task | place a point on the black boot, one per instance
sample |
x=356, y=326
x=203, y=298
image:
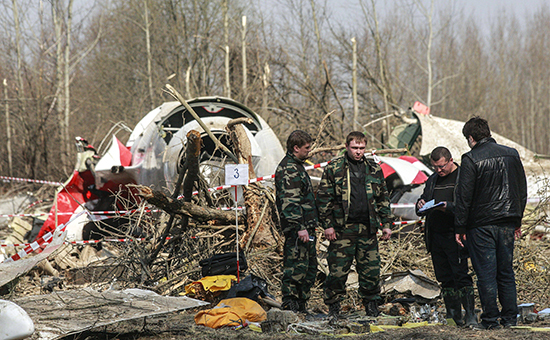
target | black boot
x=334, y=310
x=302, y=306
x=452, y=304
x=371, y=308
x=468, y=301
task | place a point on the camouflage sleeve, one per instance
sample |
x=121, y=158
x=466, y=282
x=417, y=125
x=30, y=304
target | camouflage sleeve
x=382, y=198
x=288, y=191
x=326, y=199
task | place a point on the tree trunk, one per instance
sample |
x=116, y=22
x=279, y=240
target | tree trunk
x=260, y=231
x=181, y=208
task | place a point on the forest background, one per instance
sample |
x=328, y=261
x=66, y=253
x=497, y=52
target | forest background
x=81, y=68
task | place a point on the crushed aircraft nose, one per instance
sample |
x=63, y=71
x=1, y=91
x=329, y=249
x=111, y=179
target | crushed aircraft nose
x=413, y=282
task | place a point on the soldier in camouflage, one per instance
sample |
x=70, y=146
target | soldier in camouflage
x=299, y=218
x=353, y=204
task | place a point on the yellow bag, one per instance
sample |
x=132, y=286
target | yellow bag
x=231, y=312
x=212, y=283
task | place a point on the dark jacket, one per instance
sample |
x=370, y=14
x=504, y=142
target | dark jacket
x=333, y=196
x=294, y=197
x=492, y=187
x=427, y=195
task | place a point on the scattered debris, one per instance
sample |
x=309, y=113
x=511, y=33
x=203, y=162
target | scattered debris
x=74, y=311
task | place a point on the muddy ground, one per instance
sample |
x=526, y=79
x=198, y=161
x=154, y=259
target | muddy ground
x=182, y=326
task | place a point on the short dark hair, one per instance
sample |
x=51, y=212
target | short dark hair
x=476, y=127
x=357, y=136
x=439, y=152
x=297, y=138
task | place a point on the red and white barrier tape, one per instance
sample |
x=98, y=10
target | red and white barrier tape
x=15, y=179
x=122, y=240
x=43, y=241
x=117, y=213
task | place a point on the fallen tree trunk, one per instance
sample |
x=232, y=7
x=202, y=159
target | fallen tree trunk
x=177, y=207
x=260, y=232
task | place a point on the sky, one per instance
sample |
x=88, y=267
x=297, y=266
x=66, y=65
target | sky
x=483, y=10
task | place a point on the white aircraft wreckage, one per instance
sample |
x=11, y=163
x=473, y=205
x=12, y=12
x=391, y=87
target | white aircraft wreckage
x=153, y=156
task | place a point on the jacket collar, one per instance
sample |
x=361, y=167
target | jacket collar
x=484, y=141
x=291, y=155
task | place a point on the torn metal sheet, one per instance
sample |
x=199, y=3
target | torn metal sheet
x=413, y=282
x=64, y=313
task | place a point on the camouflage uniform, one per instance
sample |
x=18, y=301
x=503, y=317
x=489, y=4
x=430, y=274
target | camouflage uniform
x=353, y=240
x=298, y=211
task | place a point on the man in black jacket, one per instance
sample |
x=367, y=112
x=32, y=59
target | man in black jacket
x=450, y=261
x=490, y=199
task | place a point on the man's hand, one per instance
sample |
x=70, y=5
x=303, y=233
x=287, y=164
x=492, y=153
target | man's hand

- SHORT EXERCISE:
Could you copy the listing above word for word, from the line containing "task | place a point on the short" up to and including the final line of the listing?

- TASK RESPONSE:
task | place a point on the short dark hair, one per instance
sample |
x=51, y=212
target | short dark hair
x=476, y=127
x=357, y=136
x=439, y=152
x=297, y=138
task | place a point on the red and white barrier tape, one per instance
sample |
x=98, y=10
target | red and white barrier tape
x=15, y=179
x=122, y=240
x=43, y=241
x=117, y=213
task | place a point on the fallen tree trunk, one per instance
sample |
x=232, y=7
x=202, y=159
target | fallen tree trunk
x=177, y=207
x=260, y=232
task | place a point on the sky, one per instance
sample |
x=88, y=267
x=297, y=266
x=66, y=65
target | sky
x=483, y=10
task | place a point on the white aircraft wreckage, one per instance
sample |
x=11, y=163
x=473, y=205
x=12, y=12
x=391, y=87
target | white aircraft wreckage
x=153, y=156
task | place a point on the jacket collar, one per instance
sample |
x=361, y=167
target | jacket collar
x=484, y=141
x=291, y=155
task | place a point on the torn metal sheet, one per instance
sample |
x=199, y=3
target | torn metal sheet
x=413, y=282
x=64, y=313
task | place a point on the camouflage uniform, one per instance
sample |
x=18, y=301
x=503, y=317
x=489, y=4
x=430, y=274
target | camouflage uniform
x=353, y=240
x=298, y=211
task | place a point on the man in black jacket, one per instance
sample |
x=367, y=112
x=32, y=59
target | man in black jacket
x=450, y=261
x=490, y=199
task | place a point on the man's hand, one per instance
sample |
x=70, y=5
x=303, y=233
x=287, y=164
x=492, y=153
target | man's hand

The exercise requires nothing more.